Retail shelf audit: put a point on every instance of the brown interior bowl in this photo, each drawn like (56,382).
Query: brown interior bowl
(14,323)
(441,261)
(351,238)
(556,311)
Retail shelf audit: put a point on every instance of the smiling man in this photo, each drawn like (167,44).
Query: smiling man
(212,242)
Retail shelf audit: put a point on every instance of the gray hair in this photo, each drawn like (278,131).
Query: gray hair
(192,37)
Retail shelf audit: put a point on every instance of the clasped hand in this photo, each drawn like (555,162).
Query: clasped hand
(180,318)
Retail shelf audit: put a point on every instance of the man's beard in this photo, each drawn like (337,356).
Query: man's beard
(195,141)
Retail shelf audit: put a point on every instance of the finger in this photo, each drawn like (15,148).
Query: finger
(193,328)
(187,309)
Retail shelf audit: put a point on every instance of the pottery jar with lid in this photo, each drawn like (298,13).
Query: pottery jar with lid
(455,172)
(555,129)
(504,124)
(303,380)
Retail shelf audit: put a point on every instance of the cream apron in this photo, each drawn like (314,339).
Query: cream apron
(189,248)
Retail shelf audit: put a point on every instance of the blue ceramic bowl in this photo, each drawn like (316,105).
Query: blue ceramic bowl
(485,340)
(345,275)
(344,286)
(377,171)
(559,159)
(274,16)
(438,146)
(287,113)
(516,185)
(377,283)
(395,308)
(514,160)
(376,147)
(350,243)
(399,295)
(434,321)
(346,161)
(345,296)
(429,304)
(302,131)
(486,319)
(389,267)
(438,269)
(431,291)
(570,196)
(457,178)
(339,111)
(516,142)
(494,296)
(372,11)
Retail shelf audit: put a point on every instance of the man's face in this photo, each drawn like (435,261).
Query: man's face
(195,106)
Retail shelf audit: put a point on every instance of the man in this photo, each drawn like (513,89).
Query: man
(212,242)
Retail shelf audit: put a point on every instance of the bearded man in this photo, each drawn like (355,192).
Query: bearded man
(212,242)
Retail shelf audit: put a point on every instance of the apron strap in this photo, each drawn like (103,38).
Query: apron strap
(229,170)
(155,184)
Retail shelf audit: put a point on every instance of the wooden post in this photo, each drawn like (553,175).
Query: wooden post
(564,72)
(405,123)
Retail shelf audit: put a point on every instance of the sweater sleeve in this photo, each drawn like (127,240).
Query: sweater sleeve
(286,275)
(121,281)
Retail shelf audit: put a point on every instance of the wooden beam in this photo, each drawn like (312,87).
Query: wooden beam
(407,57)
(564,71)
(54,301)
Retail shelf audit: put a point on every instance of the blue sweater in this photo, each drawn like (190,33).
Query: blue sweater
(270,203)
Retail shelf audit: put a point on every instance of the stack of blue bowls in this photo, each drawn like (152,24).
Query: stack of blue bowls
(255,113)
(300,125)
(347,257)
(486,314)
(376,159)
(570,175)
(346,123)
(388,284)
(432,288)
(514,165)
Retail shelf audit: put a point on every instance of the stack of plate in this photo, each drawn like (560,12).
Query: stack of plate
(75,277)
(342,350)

※

Instructions to follow: Output the entries starting at the line that contains "drawn like (152,24)." and ending at the last entry as a two-column CSV with the headers entry_text and answer. Give one row per entry, enclose each field in double quotes, and replace any line breaks inside a field with spaces.

Solved problem:
entry_text,answer
"Retail shelf audit: put a point on every instance of the stack of blue bowls in this photo, each drawn like (152,24). Query: stack of blue bowls","(255,113) (300,125) (347,257) (486,314) (376,159) (570,175) (346,123) (388,284) (432,288) (514,165)"
"Retail shelf audit: put a point on every instance of the stack of plate in this photo, each drawn like (560,12). Query: stack of plate","(75,277) (342,350)"